**Task objective:** Reproduce all of the following records, swapping every occurrence of "Identify" for "Locate" and changing nothing else.

Some records:
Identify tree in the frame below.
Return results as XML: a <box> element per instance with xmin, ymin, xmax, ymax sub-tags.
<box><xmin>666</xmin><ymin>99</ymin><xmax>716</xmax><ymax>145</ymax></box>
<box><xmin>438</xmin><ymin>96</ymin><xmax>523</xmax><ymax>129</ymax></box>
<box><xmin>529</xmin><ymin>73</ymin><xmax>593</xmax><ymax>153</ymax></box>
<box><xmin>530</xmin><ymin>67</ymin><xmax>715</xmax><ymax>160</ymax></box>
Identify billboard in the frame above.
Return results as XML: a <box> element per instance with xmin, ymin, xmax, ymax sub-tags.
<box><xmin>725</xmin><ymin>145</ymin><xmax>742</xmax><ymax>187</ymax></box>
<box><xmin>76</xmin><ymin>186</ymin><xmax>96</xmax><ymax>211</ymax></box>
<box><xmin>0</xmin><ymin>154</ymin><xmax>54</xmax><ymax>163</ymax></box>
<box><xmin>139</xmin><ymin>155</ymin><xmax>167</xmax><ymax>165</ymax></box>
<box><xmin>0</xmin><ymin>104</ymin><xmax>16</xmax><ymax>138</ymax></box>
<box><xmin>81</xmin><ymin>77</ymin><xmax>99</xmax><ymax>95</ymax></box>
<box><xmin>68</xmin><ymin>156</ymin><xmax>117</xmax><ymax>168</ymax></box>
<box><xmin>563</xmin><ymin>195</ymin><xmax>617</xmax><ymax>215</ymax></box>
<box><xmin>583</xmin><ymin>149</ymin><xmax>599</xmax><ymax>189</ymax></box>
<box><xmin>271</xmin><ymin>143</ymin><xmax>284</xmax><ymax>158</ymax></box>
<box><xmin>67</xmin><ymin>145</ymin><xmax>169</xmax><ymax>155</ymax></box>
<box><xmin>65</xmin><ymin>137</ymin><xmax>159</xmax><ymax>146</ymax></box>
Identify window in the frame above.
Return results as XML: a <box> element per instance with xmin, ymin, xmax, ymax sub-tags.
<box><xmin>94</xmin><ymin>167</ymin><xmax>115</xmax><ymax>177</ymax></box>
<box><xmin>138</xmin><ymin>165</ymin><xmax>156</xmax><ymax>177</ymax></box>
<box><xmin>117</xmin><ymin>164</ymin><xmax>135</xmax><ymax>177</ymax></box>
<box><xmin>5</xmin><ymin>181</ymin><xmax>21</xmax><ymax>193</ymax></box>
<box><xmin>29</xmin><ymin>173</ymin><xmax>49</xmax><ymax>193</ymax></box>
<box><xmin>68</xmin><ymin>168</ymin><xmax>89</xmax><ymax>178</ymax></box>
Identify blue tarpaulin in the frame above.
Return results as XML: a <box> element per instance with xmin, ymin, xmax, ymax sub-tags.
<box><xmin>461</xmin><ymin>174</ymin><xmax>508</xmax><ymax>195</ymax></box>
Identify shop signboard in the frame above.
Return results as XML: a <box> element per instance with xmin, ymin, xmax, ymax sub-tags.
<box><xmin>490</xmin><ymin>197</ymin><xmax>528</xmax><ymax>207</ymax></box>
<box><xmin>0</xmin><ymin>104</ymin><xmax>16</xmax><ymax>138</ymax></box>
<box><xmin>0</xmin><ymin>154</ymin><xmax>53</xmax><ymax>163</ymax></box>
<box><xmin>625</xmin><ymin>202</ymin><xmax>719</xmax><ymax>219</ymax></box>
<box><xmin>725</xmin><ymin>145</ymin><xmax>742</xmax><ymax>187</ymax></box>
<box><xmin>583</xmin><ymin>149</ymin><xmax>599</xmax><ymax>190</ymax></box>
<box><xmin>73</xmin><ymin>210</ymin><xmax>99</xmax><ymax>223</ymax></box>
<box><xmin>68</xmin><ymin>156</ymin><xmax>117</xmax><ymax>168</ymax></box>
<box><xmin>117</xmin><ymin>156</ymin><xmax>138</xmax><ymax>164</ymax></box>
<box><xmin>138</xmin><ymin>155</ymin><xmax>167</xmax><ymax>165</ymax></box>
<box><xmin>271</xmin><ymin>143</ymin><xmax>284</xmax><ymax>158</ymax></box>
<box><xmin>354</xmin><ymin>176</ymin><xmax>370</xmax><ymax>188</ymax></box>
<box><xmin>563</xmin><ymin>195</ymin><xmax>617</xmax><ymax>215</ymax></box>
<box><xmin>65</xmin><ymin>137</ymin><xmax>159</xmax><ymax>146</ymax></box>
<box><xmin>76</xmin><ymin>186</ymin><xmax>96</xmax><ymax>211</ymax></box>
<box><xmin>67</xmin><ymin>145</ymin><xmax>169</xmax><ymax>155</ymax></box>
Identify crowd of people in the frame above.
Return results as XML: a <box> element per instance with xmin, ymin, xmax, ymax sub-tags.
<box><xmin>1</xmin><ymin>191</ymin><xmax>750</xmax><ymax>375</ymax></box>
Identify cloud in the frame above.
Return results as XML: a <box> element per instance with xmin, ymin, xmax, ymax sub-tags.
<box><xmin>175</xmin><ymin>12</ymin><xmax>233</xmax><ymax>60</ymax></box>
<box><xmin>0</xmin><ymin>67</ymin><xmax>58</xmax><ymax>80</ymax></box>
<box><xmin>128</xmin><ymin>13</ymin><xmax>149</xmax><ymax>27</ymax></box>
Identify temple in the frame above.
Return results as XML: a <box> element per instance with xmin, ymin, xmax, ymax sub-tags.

**Worked solution:**
Locate tree in the frame below.
Return results as XML: a <box> element per instance with xmin, ymin, xmax, ymax sub-tags.
<box><xmin>666</xmin><ymin>99</ymin><xmax>716</xmax><ymax>145</ymax></box>
<box><xmin>438</xmin><ymin>96</ymin><xmax>523</xmax><ymax>129</ymax></box>
<box><xmin>529</xmin><ymin>73</ymin><xmax>593</xmax><ymax>153</ymax></box>
<box><xmin>530</xmin><ymin>67</ymin><xmax>715</xmax><ymax>160</ymax></box>
Locate billboard in the frame above.
Return results as XML: a <box> element per instance with xmin, ymin, xmax, ymax sub-tags.
<box><xmin>725</xmin><ymin>145</ymin><xmax>742</xmax><ymax>187</ymax></box>
<box><xmin>76</xmin><ymin>186</ymin><xmax>96</xmax><ymax>211</ymax></box>
<box><xmin>0</xmin><ymin>154</ymin><xmax>54</xmax><ymax>163</ymax></box>
<box><xmin>139</xmin><ymin>155</ymin><xmax>167</xmax><ymax>165</ymax></box>
<box><xmin>0</xmin><ymin>104</ymin><xmax>16</xmax><ymax>138</ymax></box>
<box><xmin>81</xmin><ymin>77</ymin><xmax>99</xmax><ymax>95</ymax></box>
<box><xmin>68</xmin><ymin>156</ymin><xmax>117</xmax><ymax>168</ymax></box>
<box><xmin>563</xmin><ymin>195</ymin><xmax>617</xmax><ymax>215</ymax></box>
<box><xmin>583</xmin><ymin>149</ymin><xmax>599</xmax><ymax>189</ymax></box>
<box><xmin>271</xmin><ymin>143</ymin><xmax>284</xmax><ymax>158</ymax></box>
<box><xmin>67</xmin><ymin>145</ymin><xmax>169</xmax><ymax>155</ymax></box>
<box><xmin>65</xmin><ymin>137</ymin><xmax>159</xmax><ymax>146</ymax></box>
Locate window in the frame above.
Return results as XML: a <box> element per instance with xmin, ymin, xmax, ymax sub-tags.
<box><xmin>94</xmin><ymin>167</ymin><xmax>115</xmax><ymax>177</ymax></box>
<box><xmin>138</xmin><ymin>165</ymin><xmax>156</xmax><ymax>177</ymax></box>
<box><xmin>117</xmin><ymin>164</ymin><xmax>135</xmax><ymax>177</ymax></box>
<box><xmin>5</xmin><ymin>181</ymin><xmax>21</xmax><ymax>193</ymax></box>
<box><xmin>29</xmin><ymin>173</ymin><xmax>49</xmax><ymax>193</ymax></box>
<box><xmin>68</xmin><ymin>168</ymin><xmax>89</xmax><ymax>178</ymax></box>
Locate blue tarpaulin in the frame above.
Return results as XML: a <box> element per instance with xmin, ymin, xmax, ymax sub-tags.
<box><xmin>461</xmin><ymin>174</ymin><xmax>508</xmax><ymax>195</ymax></box>
Locate shop signboard in the frame above.
Return results as XML: a <box> element per instance with xmin, ymin, xmax, ymax sub-tags.
<box><xmin>490</xmin><ymin>197</ymin><xmax>528</xmax><ymax>207</ymax></box>
<box><xmin>0</xmin><ymin>104</ymin><xmax>16</xmax><ymax>138</ymax></box>
<box><xmin>0</xmin><ymin>154</ymin><xmax>53</xmax><ymax>163</ymax></box>
<box><xmin>625</xmin><ymin>202</ymin><xmax>719</xmax><ymax>219</ymax></box>
<box><xmin>725</xmin><ymin>145</ymin><xmax>742</xmax><ymax>187</ymax></box>
<box><xmin>583</xmin><ymin>149</ymin><xmax>599</xmax><ymax>190</ymax></box>
<box><xmin>73</xmin><ymin>210</ymin><xmax>99</xmax><ymax>223</ymax></box>
<box><xmin>68</xmin><ymin>156</ymin><xmax>117</xmax><ymax>168</ymax></box>
<box><xmin>117</xmin><ymin>156</ymin><xmax>138</xmax><ymax>164</ymax></box>
<box><xmin>138</xmin><ymin>155</ymin><xmax>167</xmax><ymax>165</ymax></box>
<box><xmin>271</xmin><ymin>143</ymin><xmax>284</xmax><ymax>158</ymax></box>
<box><xmin>354</xmin><ymin>176</ymin><xmax>370</xmax><ymax>188</ymax></box>
<box><xmin>563</xmin><ymin>195</ymin><xmax>617</xmax><ymax>215</ymax></box>
<box><xmin>65</xmin><ymin>137</ymin><xmax>159</xmax><ymax>146</ymax></box>
<box><xmin>76</xmin><ymin>186</ymin><xmax>96</xmax><ymax>211</ymax></box>
<box><xmin>67</xmin><ymin>145</ymin><xmax>169</xmax><ymax>155</ymax></box>
Locate crowd of people in the frame above.
Return results as XML: a <box> element per instance with xmin, ymin, xmax, ymax sub-tags.
<box><xmin>1</xmin><ymin>191</ymin><xmax>750</xmax><ymax>375</ymax></box>
Locate cloud in the frame above.
Return results as XML: a <box> element per instance with xmin, ymin, xmax, ymax sub-tags.
<box><xmin>175</xmin><ymin>12</ymin><xmax>233</xmax><ymax>60</ymax></box>
<box><xmin>0</xmin><ymin>67</ymin><xmax>58</xmax><ymax>80</ymax></box>
<box><xmin>128</xmin><ymin>13</ymin><xmax>149</xmax><ymax>27</ymax></box>
Locate temple in the frame above.
Return results as XML: a <box> element per instance with xmin, ymin, xmax, ymax sub-tags.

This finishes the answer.